GIVEN INSTRUCTION: Turn every line of the entries below into a numbered list, skipping any blank lines and leaving out the pictures.

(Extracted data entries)
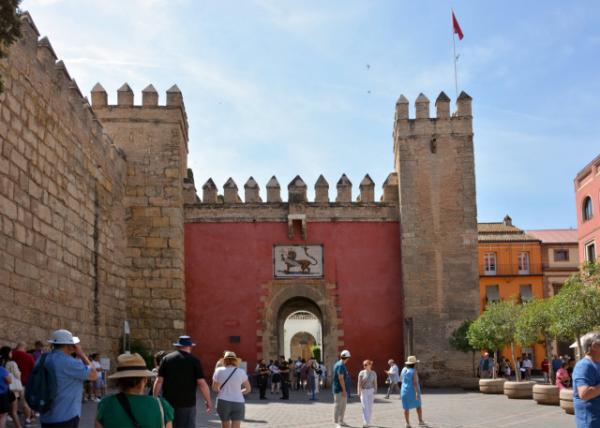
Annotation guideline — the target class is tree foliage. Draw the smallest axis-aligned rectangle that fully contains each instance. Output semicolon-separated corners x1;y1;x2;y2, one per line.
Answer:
515;298;555;346
550;264;600;353
0;0;21;93
467;300;521;349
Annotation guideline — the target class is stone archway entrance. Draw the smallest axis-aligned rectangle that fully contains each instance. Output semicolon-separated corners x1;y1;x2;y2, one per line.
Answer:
257;280;344;367
283;311;323;359
285;331;317;360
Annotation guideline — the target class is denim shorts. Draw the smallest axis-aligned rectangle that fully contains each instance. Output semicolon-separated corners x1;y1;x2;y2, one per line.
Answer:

TASK SOLUTION:
1. Annotation guideline — the target class is tree foliage. Draw the smallest axis-aligned rectangle that fully contains each instance. Output semicolon-separated corners x1;y1;x2;y2, one per line.
2. Answer:
3. 515;298;555;346
4. 550;264;600;353
5. 0;0;21;93
6. 467;300;521;349
7. Annotation guideline — the target class is stone archway entrance. Draw the smallest axis-aligned rectangle that fully contains each instance. Output semicolon-separated corners x1;y1;x2;y2, one per line.
8. Answer:
9. 257;280;344;367
10. 283;311;323;359
11. 285;331;317;360
12. Annotation guideline — the target class is denim shorts. Draw the smallest axis-aligned rectangle that fully contains each instance. Output semicolon-separated corners x1;y1;x2;y2, one per line.
13. Answer:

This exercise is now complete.